'''
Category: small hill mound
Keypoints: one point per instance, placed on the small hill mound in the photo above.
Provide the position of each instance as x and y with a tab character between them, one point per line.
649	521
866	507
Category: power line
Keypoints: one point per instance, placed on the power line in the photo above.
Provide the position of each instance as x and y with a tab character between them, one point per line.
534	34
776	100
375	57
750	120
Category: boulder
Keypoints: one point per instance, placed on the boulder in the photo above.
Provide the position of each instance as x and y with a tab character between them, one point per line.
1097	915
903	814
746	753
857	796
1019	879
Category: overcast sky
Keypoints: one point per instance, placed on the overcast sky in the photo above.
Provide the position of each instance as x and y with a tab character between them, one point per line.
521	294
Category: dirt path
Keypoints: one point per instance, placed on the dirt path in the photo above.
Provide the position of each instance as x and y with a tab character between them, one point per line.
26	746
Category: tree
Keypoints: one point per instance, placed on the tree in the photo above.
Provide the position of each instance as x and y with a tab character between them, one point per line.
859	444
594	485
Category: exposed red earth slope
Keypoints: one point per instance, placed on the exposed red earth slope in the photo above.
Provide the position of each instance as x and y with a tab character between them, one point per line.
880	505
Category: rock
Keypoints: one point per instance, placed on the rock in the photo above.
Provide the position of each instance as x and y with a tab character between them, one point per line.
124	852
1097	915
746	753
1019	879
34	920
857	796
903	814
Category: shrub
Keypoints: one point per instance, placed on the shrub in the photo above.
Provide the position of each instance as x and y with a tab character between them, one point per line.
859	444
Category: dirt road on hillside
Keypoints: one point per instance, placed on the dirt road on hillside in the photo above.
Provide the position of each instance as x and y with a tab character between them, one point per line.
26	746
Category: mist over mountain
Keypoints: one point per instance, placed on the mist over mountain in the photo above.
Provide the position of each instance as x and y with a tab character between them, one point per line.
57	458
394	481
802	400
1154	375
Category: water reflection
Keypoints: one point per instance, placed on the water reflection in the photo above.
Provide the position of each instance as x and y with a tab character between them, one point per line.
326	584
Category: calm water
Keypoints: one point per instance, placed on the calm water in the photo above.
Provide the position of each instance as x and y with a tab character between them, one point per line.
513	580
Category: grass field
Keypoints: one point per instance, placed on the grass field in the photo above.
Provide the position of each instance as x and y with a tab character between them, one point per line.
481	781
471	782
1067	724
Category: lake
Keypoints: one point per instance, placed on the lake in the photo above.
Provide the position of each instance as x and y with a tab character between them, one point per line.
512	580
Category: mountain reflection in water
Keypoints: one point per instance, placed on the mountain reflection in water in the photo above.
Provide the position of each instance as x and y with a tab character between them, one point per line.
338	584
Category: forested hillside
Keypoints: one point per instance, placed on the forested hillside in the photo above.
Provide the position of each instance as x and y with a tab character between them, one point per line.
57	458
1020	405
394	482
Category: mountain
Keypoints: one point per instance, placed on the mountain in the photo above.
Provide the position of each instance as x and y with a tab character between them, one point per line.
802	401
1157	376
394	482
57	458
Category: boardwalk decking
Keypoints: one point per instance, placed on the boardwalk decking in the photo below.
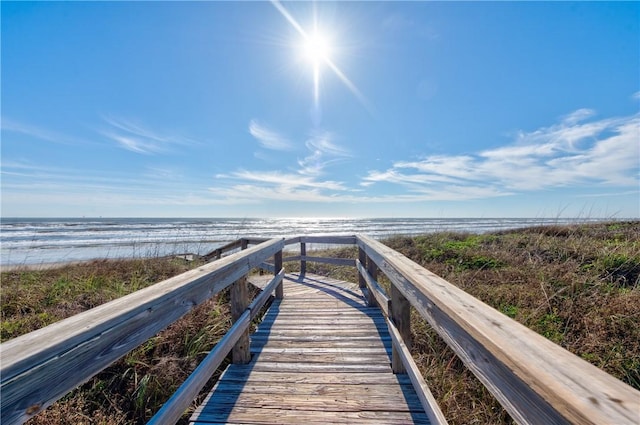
'''
• **DO THIS**
Count the lines of the rows above that contain the string "grass", treating uppercase and lowercase as different. Reply with the number alone.

• **FULL OUTPUT**
2